PAGE TEXT -
+ + + + +
0

I am trying to finding a string in a file. I wrote following by modifying code snippet present in man page of getline.

#define _GNU_SOURCE
#include <stdio.h>
#include <stdlib.h>
#include <string.h>

int main(void)
{
    FILE * fp;
    char * line = NULL;
    char *fixed_str = "testline4";
    size_t len = 0;
    ssize_t read;

    fp = fopen("test.txt", "r");
    if (fp == NULL)
        exit(EXIT_FAILURE);

    while ((read = getline(&line, &len, fp)) != -1) {
        printf("Retrieved line of length %zu:\n", read);
        printf("%s", line);

        if (strcmp(fixed_str,line)==0)
            printf("the match is found\n");
    }
    //printf("the len of string is %zu\n", strlen(fixed_str));

    fclose(fp);
    if (line)
+ + + + +
DATA -
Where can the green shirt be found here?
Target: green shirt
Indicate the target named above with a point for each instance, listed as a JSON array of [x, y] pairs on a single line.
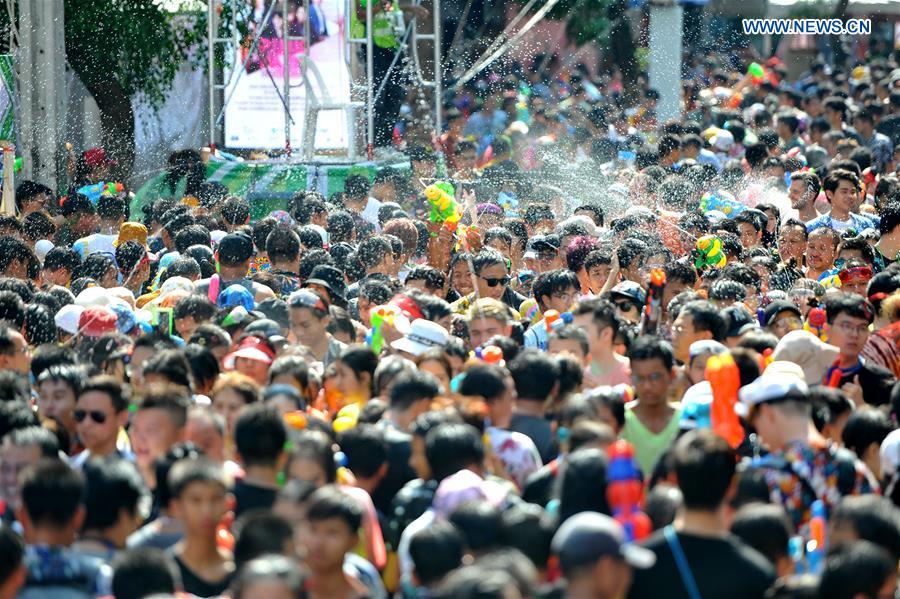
[[649, 446]]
+ + + + +
THE TASK - Please reproduce the part of the getline post that opens with the words "exit(EXIT_FAILURE);" and closes with "if (strcmp(fixed_str,line)==0)", renaming "fixed_str" to "target_str" throughout.

OUTPUT OF THE EXERCISE -
exit(EXIT_FAILURE);

    while ((read = getline(&line, &len, fp)) != -1) {
        printf("Retrieved line of length %zu:\n", read);
        printf("%s", line);

        if (strcmp(target_str,line)==0)